§ STATED GOAL:
Take all the material and copy it exactly.

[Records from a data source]

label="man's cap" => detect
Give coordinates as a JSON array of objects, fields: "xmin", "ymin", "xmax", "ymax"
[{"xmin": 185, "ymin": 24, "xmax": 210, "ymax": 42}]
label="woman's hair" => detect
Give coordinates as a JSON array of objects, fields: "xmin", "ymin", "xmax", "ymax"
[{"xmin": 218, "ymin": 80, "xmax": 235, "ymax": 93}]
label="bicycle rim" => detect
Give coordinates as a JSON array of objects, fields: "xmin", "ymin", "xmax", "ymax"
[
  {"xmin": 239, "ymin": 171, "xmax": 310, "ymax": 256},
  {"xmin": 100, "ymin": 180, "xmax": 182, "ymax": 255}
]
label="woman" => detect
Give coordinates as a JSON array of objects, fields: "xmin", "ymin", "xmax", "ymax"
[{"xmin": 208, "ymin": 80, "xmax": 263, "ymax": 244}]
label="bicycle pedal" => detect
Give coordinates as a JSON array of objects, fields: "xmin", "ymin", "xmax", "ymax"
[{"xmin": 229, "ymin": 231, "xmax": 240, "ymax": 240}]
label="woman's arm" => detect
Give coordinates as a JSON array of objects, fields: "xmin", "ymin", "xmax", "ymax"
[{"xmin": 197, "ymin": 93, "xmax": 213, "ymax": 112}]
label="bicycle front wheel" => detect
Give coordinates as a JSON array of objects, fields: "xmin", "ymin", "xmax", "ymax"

§ THE ANSWER:
label="man's cap" => detect
Give coordinates as a JSON array of objects, fields: "xmin", "ymin", "xmax", "ymax"
[{"xmin": 185, "ymin": 24, "xmax": 210, "ymax": 42}]
label="woman's hair" => detect
Give coordinates as a JSON array of objects, fields: "xmin", "ymin", "xmax", "ymax"
[{"xmin": 218, "ymin": 80, "xmax": 235, "ymax": 93}]
label="bicycle rim" => detect
Give coordinates as a JSON array of objects, fields: "xmin", "ymin", "xmax", "ymax"
[
  {"xmin": 239, "ymin": 171, "xmax": 310, "ymax": 256},
  {"xmin": 100, "ymin": 180, "xmax": 182, "ymax": 255}
]
label="woman" => detect
Give coordinates as a JSON array of objects, fields: "xmin", "ymin", "xmax", "ymax"
[{"xmin": 208, "ymin": 80, "xmax": 263, "ymax": 244}]
label="bicycle pedal" => detect
Give coordinates as a JSON array of objects, fields: "xmin", "ymin", "xmax", "ymax"
[{"xmin": 229, "ymin": 231, "xmax": 240, "ymax": 240}]
label="woman's arm" => detect
Give coordinates as a JSON array of objects, fields: "xmin", "ymin", "xmax", "ymax"
[{"xmin": 197, "ymin": 93, "xmax": 213, "ymax": 112}]
label="bicycle front wheel" => detect
Give coordinates as a JSON array of objects, fields: "xmin", "ymin", "xmax", "ymax"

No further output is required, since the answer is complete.